[RECORDS FOR THE EXERCISE Boundary: Start]

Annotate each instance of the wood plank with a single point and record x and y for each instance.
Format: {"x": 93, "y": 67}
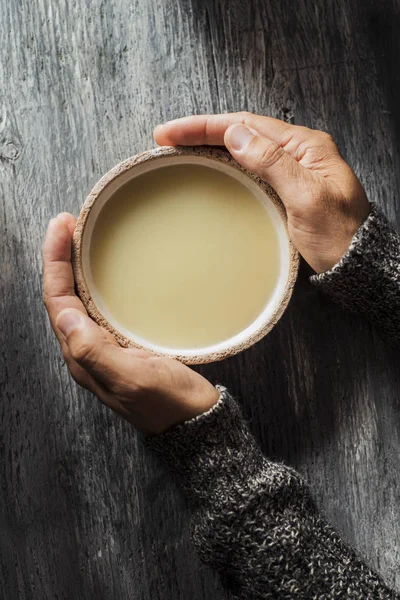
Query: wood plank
{"x": 85, "y": 511}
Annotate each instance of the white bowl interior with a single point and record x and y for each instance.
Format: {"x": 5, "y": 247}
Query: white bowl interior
{"x": 163, "y": 161}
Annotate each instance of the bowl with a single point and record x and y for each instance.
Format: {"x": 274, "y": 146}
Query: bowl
{"x": 215, "y": 158}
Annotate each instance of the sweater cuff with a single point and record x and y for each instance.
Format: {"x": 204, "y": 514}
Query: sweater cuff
{"x": 368, "y": 267}
{"x": 211, "y": 452}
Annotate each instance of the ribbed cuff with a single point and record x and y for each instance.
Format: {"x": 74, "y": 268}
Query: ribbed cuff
{"x": 214, "y": 449}
{"x": 367, "y": 279}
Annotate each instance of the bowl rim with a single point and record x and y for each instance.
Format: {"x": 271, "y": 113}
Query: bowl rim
{"x": 213, "y": 154}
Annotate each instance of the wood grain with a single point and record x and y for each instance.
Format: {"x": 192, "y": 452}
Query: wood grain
{"x": 85, "y": 511}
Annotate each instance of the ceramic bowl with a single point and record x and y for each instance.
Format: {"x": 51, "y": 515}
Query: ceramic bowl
{"x": 215, "y": 158}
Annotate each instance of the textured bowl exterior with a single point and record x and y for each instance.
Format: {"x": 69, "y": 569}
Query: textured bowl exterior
{"x": 214, "y": 154}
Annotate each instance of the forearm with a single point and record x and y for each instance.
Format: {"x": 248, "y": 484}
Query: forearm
{"x": 254, "y": 520}
{"x": 367, "y": 279}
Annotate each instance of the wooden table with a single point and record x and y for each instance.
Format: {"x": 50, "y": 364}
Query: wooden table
{"x": 86, "y": 513}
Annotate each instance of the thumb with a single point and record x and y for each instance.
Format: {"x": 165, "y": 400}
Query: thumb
{"x": 91, "y": 347}
{"x": 264, "y": 157}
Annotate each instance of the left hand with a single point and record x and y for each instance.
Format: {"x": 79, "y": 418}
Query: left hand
{"x": 151, "y": 392}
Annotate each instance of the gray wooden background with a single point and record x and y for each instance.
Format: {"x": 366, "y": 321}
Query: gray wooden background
{"x": 85, "y": 512}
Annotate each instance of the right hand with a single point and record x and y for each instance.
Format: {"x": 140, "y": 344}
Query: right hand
{"x": 324, "y": 201}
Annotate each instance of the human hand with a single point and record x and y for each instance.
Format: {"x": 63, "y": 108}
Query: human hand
{"x": 324, "y": 201}
{"x": 153, "y": 393}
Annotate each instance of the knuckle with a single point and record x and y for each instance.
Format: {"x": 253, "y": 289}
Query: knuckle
{"x": 245, "y": 115}
{"x": 326, "y": 138}
{"x": 270, "y": 155}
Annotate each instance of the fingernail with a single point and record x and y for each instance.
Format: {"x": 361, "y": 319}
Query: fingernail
{"x": 239, "y": 137}
{"x": 68, "y": 320}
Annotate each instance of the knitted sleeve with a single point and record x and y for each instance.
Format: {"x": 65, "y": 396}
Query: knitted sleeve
{"x": 367, "y": 279}
{"x": 254, "y": 521}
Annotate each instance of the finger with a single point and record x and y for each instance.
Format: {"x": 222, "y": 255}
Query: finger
{"x": 95, "y": 349}
{"x": 210, "y": 129}
{"x": 267, "y": 159}
{"x": 58, "y": 278}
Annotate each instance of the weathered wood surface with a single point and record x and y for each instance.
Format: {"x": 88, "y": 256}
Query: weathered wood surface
{"x": 85, "y": 512}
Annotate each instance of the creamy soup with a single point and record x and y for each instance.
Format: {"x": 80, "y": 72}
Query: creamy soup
{"x": 184, "y": 257}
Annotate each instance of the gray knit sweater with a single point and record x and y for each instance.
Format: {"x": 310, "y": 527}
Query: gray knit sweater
{"x": 254, "y": 520}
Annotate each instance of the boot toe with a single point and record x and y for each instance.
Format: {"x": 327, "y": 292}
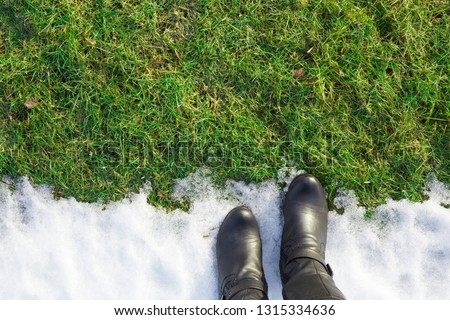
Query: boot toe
{"x": 239, "y": 254}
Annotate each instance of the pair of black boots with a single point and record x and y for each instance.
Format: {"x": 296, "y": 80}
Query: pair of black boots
{"x": 304, "y": 274}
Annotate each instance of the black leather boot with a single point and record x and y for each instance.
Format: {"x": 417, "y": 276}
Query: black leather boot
{"x": 239, "y": 257}
{"x": 304, "y": 274}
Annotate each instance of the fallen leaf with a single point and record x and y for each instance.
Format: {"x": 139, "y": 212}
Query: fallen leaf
{"x": 31, "y": 103}
{"x": 299, "y": 73}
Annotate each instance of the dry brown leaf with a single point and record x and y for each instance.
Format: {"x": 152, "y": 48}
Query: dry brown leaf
{"x": 31, "y": 103}
{"x": 299, "y": 73}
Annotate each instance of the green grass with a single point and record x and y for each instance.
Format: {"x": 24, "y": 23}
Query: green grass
{"x": 123, "y": 92}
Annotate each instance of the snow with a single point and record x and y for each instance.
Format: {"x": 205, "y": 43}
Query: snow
{"x": 65, "y": 249}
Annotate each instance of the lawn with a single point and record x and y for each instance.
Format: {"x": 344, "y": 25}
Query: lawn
{"x": 99, "y": 97}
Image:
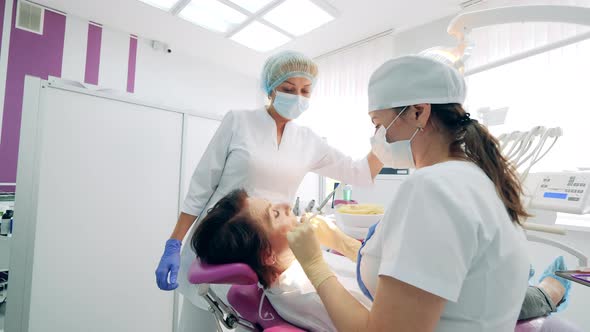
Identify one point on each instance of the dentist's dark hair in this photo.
(229, 234)
(472, 141)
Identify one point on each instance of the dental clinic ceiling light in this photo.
(288, 16)
(212, 15)
(162, 4)
(250, 36)
(252, 5)
(261, 25)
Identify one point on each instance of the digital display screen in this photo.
(555, 195)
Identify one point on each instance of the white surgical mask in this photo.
(290, 106)
(397, 154)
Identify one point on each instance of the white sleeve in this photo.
(429, 241)
(208, 172)
(335, 164)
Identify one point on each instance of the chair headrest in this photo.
(234, 274)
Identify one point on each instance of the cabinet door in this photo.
(198, 132)
(108, 193)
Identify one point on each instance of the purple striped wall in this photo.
(24, 58)
(2, 5)
(93, 54)
(29, 54)
(132, 64)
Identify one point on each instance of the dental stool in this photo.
(244, 296)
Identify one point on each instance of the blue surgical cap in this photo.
(284, 65)
(415, 79)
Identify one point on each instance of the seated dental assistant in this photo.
(449, 254)
(267, 154)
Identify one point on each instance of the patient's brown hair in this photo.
(229, 234)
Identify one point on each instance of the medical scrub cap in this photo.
(284, 65)
(415, 79)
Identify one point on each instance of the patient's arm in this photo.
(332, 237)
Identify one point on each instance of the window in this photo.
(548, 89)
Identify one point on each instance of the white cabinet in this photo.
(98, 190)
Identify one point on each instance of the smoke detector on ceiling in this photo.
(29, 17)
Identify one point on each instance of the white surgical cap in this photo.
(284, 65)
(415, 79)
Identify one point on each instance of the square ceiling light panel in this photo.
(162, 4)
(260, 37)
(298, 16)
(212, 15)
(252, 5)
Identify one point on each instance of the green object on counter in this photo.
(347, 193)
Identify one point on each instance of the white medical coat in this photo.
(448, 233)
(244, 153)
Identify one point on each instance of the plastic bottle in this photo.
(347, 193)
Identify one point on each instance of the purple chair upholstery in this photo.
(244, 295)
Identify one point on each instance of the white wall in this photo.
(434, 34)
(190, 83)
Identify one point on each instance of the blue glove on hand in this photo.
(170, 263)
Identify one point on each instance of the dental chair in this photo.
(244, 296)
(245, 307)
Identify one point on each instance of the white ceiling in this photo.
(358, 19)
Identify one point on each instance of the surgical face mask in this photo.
(290, 106)
(397, 154)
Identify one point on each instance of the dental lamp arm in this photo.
(464, 23)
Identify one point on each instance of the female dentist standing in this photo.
(261, 151)
(449, 254)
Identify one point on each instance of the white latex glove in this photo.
(306, 248)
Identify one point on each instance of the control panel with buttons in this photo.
(563, 192)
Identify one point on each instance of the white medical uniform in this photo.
(244, 153)
(448, 233)
(296, 300)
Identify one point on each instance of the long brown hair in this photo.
(228, 234)
(472, 141)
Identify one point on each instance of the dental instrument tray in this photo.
(582, 278)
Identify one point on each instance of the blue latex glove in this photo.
(558, 265)
(170, 263)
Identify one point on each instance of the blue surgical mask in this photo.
(397, 154)
(290, 106)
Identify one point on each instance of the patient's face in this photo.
(276, 219)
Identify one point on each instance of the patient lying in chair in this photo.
(249, 230)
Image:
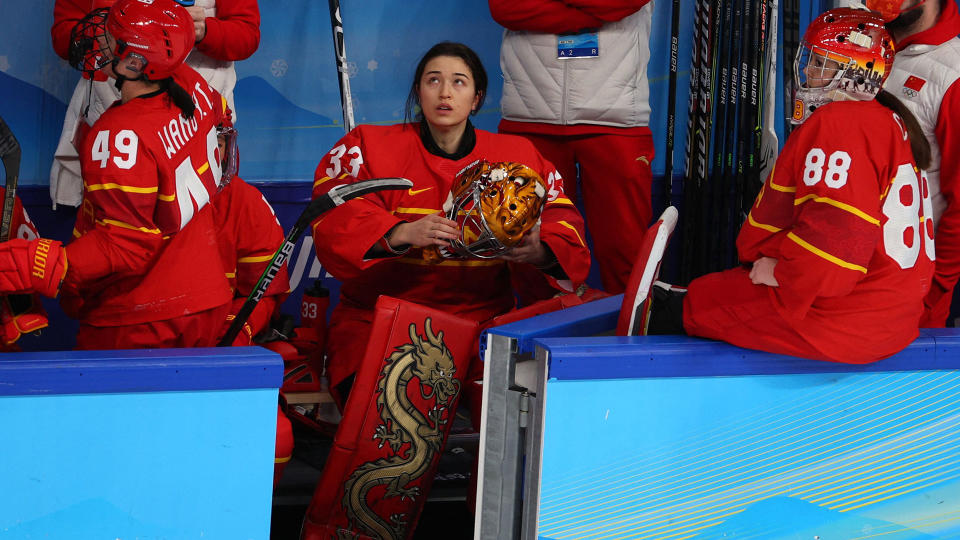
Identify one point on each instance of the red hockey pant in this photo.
(194, 330)
(727, 306)
(615, 180)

[RECORDS FOR THE EXERCISE Boundary: End]

# EXERCISE INSTRUCTIONS
To answer, repeat exactly the lines from the line containing "Identify one point on each instance of the dental instrument" through the last line of the data above, leaving out all pictures.

# OUTPUT BELOW
Identify one point on each instance of the dental instrument tray in this photo.
(582, 278)
Identify one point on each instance of the blue latex glove in this photo.
(558, 265)
(170, 263)
Identify one point on each instance of the blue surgical mask in this photo.
(397, 154)
(290, 106)
Identify one point on each instance of the patient's face in this photo.
(276, 219)
Identify one point on each instance of the patient lying in chair in this photo.
(249, 230)
Image:
Identify one point on each instance of the red hockey pant in this photo.
(194, 330)
(727, 306)
(615, 180)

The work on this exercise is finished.